TASK ITEM
Starting at the line that contains "Query: brick church facade", restate each line word for word through the final line of the data, keeping both ends.

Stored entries
- Opening Delimiter -
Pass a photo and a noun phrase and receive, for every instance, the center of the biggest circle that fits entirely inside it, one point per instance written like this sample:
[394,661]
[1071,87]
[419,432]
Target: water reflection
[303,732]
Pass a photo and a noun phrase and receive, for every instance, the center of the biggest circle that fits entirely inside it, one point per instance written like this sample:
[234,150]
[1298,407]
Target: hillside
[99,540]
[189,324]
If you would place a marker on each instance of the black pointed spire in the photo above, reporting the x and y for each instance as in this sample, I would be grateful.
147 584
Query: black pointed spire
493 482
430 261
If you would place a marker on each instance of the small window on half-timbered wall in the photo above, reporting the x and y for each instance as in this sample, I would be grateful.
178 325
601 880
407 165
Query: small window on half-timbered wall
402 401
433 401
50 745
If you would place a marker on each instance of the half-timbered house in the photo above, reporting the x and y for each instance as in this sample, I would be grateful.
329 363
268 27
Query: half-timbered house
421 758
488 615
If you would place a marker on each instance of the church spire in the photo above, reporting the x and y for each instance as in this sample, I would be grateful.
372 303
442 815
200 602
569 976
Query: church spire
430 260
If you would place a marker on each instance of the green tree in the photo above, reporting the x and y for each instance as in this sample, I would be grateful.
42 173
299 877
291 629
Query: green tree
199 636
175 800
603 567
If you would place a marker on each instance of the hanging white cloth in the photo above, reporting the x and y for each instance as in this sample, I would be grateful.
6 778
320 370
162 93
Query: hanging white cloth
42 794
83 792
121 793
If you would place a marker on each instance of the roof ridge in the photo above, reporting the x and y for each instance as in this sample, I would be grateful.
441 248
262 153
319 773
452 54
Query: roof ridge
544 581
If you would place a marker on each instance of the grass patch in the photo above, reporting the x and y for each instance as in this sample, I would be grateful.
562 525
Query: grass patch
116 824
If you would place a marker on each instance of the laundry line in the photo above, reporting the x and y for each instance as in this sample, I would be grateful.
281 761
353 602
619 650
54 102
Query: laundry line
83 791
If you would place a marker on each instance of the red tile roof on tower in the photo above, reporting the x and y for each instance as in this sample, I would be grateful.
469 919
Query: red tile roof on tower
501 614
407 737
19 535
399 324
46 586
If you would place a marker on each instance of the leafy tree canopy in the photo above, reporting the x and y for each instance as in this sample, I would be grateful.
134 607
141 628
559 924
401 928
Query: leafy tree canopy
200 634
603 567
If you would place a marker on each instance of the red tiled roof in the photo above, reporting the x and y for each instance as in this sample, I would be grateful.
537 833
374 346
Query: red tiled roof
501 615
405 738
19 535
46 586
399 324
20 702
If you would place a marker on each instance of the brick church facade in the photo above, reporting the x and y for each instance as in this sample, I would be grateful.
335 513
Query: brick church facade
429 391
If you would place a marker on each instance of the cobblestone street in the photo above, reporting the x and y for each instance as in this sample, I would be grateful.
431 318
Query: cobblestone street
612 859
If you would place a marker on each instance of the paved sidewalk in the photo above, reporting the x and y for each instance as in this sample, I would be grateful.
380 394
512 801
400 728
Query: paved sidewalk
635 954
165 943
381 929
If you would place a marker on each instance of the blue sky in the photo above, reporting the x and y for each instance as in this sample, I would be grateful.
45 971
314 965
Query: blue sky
- Closing Delimiter -
YOUR RESPONSE
Query: brick church facade
429 391
If you would place a marker on each instance of the cobblestone street in the photo above, reporting the x and y for each instance as in this sample, I would be grateful.
431 318
Query: cobblestone street
612 859
If you would place a marker on each instance of the paved sidewalk in the photo above, reporting the x and y for each instance as in this sample, I would be grateful.
380 394
512 801
400 728
Query: paved sidewalk
635 954
165 943
381 929
If you would place a marker on each instance of the blue sky in the photo above, reporting the x and y for each instance as in this sample, I would be grateful.
45 971
314 965
Query: blue sky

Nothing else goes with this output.